WHAT THE TASK REQUIRES | Print each entry word for word without images.

Natural-language object grounding data |
──────
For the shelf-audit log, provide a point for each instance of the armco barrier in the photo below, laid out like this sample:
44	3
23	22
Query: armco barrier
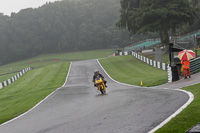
14	78
151	62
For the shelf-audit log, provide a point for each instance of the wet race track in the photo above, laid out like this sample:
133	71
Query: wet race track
79	108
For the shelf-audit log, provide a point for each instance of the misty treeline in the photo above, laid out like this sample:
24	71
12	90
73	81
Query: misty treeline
68	25
162	16
63	26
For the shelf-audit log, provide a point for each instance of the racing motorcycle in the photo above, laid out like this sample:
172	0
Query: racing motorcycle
99	83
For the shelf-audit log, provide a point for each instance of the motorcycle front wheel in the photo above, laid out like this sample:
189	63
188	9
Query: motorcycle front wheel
101	89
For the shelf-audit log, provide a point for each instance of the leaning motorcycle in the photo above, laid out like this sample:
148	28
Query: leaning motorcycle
99	83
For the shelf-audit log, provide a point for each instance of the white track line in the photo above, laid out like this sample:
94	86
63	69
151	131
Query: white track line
191	98
40	101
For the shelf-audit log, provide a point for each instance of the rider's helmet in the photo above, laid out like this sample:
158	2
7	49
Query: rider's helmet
96	72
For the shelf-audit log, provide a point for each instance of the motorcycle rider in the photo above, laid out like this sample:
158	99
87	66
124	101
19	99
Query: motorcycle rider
97	74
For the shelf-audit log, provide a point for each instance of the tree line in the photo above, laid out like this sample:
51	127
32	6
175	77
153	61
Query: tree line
75	25
161	16
62	26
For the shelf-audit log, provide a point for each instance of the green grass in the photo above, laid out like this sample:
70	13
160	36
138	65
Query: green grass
128	69
48	59
188	117
31	88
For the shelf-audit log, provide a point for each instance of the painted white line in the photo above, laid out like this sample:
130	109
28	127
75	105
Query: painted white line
191	98
40	101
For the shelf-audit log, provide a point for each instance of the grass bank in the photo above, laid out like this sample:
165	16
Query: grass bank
128	69
188	117
49	59
31	88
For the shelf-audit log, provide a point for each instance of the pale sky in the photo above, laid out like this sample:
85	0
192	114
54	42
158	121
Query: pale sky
9	6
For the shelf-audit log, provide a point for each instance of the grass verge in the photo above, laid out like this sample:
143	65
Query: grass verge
188	117
128	69
31	88
49	59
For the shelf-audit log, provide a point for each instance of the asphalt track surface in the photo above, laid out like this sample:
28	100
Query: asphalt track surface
78	107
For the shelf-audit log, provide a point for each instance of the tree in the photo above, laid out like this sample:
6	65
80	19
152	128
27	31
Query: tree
141	16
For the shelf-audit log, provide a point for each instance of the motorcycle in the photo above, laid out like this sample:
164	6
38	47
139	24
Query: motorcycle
99	83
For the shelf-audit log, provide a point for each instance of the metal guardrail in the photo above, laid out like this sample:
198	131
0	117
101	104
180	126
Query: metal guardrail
195	65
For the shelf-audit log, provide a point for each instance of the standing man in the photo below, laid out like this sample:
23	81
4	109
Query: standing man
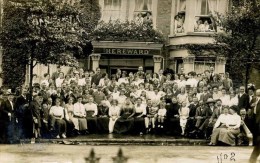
96	78
9	117
243	99
256	132
55	75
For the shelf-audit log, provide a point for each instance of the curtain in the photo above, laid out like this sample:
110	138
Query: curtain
222	6
212	4
182	6
143	5
198	7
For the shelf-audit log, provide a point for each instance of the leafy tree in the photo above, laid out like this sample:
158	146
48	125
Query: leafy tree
46	31
238	42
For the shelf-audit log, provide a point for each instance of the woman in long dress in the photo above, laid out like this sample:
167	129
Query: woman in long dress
114	112
79	118
227	127
125	122
57	118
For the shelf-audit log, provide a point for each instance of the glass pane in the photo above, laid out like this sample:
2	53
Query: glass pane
138	5
182	6
107	4
203	7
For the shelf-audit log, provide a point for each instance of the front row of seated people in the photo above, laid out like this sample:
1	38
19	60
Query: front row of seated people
210	117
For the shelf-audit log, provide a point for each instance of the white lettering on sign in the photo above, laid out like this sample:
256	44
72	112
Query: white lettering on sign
127	51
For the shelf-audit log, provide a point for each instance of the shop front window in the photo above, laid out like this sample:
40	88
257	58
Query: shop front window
200	65
143	12
204	18
180	17
112	9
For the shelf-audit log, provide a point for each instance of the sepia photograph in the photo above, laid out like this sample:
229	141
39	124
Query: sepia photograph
129	81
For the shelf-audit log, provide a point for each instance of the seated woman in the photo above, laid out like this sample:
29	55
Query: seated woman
79	118
91	112
161	114
140	114
173	117
227	127
57	119
69	122
114	112
125	122
184	115
102	118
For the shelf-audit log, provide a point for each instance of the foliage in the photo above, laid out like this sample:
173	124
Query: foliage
126	31
238	42
46	31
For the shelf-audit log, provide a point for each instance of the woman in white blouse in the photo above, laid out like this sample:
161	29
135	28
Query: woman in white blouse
57	114
140	114
114	113
79	118
227	127
91	111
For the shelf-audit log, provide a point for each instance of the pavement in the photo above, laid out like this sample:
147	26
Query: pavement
60	153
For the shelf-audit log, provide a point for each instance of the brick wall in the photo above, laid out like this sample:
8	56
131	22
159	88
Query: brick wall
164	16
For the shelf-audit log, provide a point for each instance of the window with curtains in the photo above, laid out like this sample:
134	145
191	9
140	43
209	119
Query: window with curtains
112	9
143	12
202	64
204	18
180	16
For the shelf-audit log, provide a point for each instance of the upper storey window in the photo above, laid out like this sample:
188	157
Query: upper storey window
143	12
112	9
180	16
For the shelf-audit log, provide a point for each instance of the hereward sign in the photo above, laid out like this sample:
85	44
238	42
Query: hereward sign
126	51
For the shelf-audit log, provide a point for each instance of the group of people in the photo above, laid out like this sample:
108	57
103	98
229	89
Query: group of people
194	105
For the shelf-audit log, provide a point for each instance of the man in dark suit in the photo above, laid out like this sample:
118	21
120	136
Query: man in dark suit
96	78
243	99
256	132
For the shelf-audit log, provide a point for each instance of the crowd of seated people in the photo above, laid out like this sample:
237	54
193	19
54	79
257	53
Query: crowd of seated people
84	102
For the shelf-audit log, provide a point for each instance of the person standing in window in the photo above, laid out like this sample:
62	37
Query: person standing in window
139	19
148	19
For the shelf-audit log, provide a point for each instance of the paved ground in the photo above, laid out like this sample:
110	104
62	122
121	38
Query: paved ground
57	153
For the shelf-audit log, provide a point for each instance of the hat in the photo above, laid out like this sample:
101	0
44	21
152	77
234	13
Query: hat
9	92
210	100
235	108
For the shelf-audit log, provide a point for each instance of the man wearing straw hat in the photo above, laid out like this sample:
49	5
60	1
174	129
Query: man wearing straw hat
256	133
9	117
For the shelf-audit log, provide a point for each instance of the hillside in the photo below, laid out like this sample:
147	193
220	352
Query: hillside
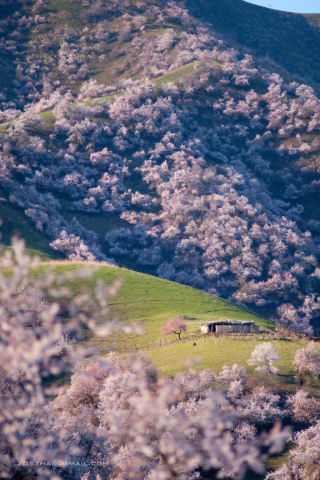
──────
EXERCISE RESULT |
For the shelf-audit log, provide a point for each instance of the armco barrier in the photo below, laid out like this sample:
44	3
23	22
Query: armco barrier
14	78
151	62
For the shelf-audit log, provide a point for each instance of the wet race track in the photo above, laid out like this sample:
133	71
Query: wet race track
79	108
For the shelf-audit log, provide a point for each instance of the misty treeline in the photo above, laid out like this sample:
24	71
12	90
73	81
Query: misty treeline
68	25
162	16
63	26
For the shelf-audit log, provide a point for each instance of the racing motorcycle in the photo above, laid out like this sample:
172	0
Query: racing motorcycle
99	83
For the shelf-audit log, provide a point for each instance of the motorcycle front wheel in the photo above, laid out like this sample:
189	63
188	9
Query: motorcycle front wheel
101	89
For the shelf-audit log, provide a point for each instance of the leaning motorcycle in the photo above, laid out like this sample:
148	28
Query: leaning motorcycle
99	83
For the shelf-audit log, provide a point for each instance of the white track line in the photo above, laid out like this sample:
94	86
63	69
151	131
Query: white track line
191	98
40	101
For the shelf-audit log, provide a point for each instance of the rider's helmet in the photo above, laid out like this sample:
158	2
7	49
Query: rider's helmet
96	72
For the shelf-audit log, provide a point for each instance of the motorcycle rider in the photo above, laid out like this sample:
158	99
87	66
124	101
19	99
Query: motorcycle rider
97	74
For the shelf-audit log, provide a point for each instance of the tree line in the photo above, laid out like this sample:
51	127
32	6
175	77
153	61
Query: tree line
75	25
161	16
62	26
For the shelf-audit log, provide a point for each instance of the green grass in the photo above, laid out like this sample:
70	13
160	36
138	65
Query: green grass
128	69
48	59
188	117
31	88
For the shelf-audit log, provide a point for each instance of the painted white line in the photo above, laid out like this sample:
130	109
28	127
75	105
Query: painted white line
191	98
40	101
For the shelf-audit log, provide a point for each instance of the grass bank in the photo above, laid out like this sample:
165	16
Query: grass bank
128	69
188	117
49	59
31	88
For the shelf-audit log, provide a point for each instance of the pale sky in the photo above, laid out like this sample:
85	0
192	114
54	42
158	121
Query: pale sky
9	6
For the shelf-audit log, provide a point for each instance of the grass verge in the photo above, laid out like this sample:
143	65
Query: grass verge
188	117
128	69
31	88
49	59
For the shelf-audit log, provide a point for each instance of the asphalt track surface in the photo above, laid out like this sample:
28	100
Query: asphalt track surface
78	107
For the shelf-audit log, provide a point for each instance of the tree in the photo above, laid out like this sample:
6	65
80	19
152	128
27	31
Query: tree
141	16
For the shelf-audit log, provide a point for each instance of the motorcycle in the photo above, laid out like this sample:
164	6
38	47
139	24
Query: motorcycle
99	83
For the shelf-audit log, provide a point for each instance of the metal guardrail in the photo above, laid out like this sample:
198	131
0	117
101	104
180	126
Query: metal guardrail
195	65
For the shelf-audit log, provide a point for each instance of the standing man in the photo below, laid out like this sample:
23	81
4	109
Query: standing man
96	78
9	117
243	99
256	132
55	75
For the shelf-audit log, provide a point for each instance of the curtain in the photo above, laid out like this sample:
110	138
Query: curtain
222	6
212	4
182	6
143	5
198	7
For the shelf-audit log, provide a point for each instance of the leafy tree in the photo above, laid out like this sample:
158	146
48	125
Query: leafy tree
46	31
238	42
For the shelf-audit log, provide a point for each instance of the woman in long dress in the photo above, laid out like this sample:
167	129
Query: woman in long dress
114	112
79	118
227	127
125	122
57	118
For the shelf-audit log, provide a point for each instance of the glass pane in the photo above, laid out like this sample:
2	53
Query: glass pane
138	5
182	6
107	4
203	7
For the shelf-audit log, provide a point for each instance of the front row of seated people in the photo above, laid out like this sample:
1	38
19	60
Query: front row of seated people
210	117
For the shelf-audit log, provide a point for each instance of the white lettering on sign in the photo above, laid out like this sample:
256	44
72	112
Query: white lettering on sign
127	51
For the shelf-audit log, provide a point for each instance of the shop front window in the photo above, laid out like this sample:
40	88
257	58
Query: shop front window
200	65
143	12
204	18
180	17
112	9
For the shelf-audit log, provide a point for each instance of the sepia photograph in the photo above, laid out like this sample:
229	141
39	124
Query: sepia photograph
129	81
For the shelf-audit log, provide a point for each instance of the seated woman in the photo above, laid out like this sample:
29	55
Query: seated woman
79	118
91	112
161	114
140	114
173	117
227	127
57	119
69	122
114	112
125	122
184	115
102	118
For the shelf-audit log, provide a point for each instance of the foliage in the photo above, laid out like this sample:
173	124
Query: foliage
126	31
238	42
46	31
For the shelf-audit log, provide a point for each instance of the woman in white blouse in the photo above, laid out like this sample:
161	29
135	28
Query: woman in white blouse
57	114
140	114
114	113
79	118
227	127
91	111
For the shelf-audit log, provide a point for each instance of the pavement in the photo above, laid out like this sample:
147	26
Query: pavement
60	153
For the shelf-audit log, provide a point for each instance of the brick wall in the photo above, laid out like this sample:
8	56
131	22
159	88
Query: brick wall
164	16
For the shelf-audit log, provide a point for each instance of the window with curtains in the photo above, laid out like this sample:
134	145
191	9
140	43
209	119
Query: window with curtains
112	9
143	12
202	64
204	18
180	16
For the shelf-audit log, provide a point for each instance of the upper storey window in the photo above, laid out like this sample:
188	157
Query: upper storey window
143	12
112	9
180	16
For the shelf-audit log, provide a point for each instance of the hereward sign in the photo above, laid out like this sample:
85	44
238	42
Query: hereward sign
126	51
For the shelf-audit log, provide a point for each instance of the group of people in the photo above, laid out like this sample:
108	57
103	98
229	89
Query: group of people
194	105
For the shelf-audit log, provide a point for each instance of the man in dark suit in the photo above, laid out like this sample:
118	21
120	136
Query: man in dark suit
96	78
243	99
256	132
For the shelf-audit log, provide a point for each instance of the crowd of seated people in the photo above, laid out like this sample:
237	54
193	19
54	79
257	53
Query: crowd of seated people
84	102
For the shelf-audit log, provide a point for each instance of the person standing in window in the photo above, laid out like this sample:
62	37
Query: person standing in window
139	19
148	19
For the shelf-audit log, provide a point for each instance of the paved ground in the photo above, laid out like this sample:
110	104
62	122
121	38
Query: paved ground
57	153
For the shelf-audit log, provide a point for each instance of the hat in the photo above, laid out like this sample:
101	0
44	21
152	77
234	13
Query: hat
9	92
210	100
235	108
For the shelf-audit log, provide a point for each instance of the man wearing straw hat in the photo above, laid out like this sample:
49	5
60	1
174	129
Query: man wearing straw hat
256	133
9	117
For the shelf-audit log, provide a point for each instance of the hillside in the photo below, laid out like this sample:
147	193
220	352
Query: hillside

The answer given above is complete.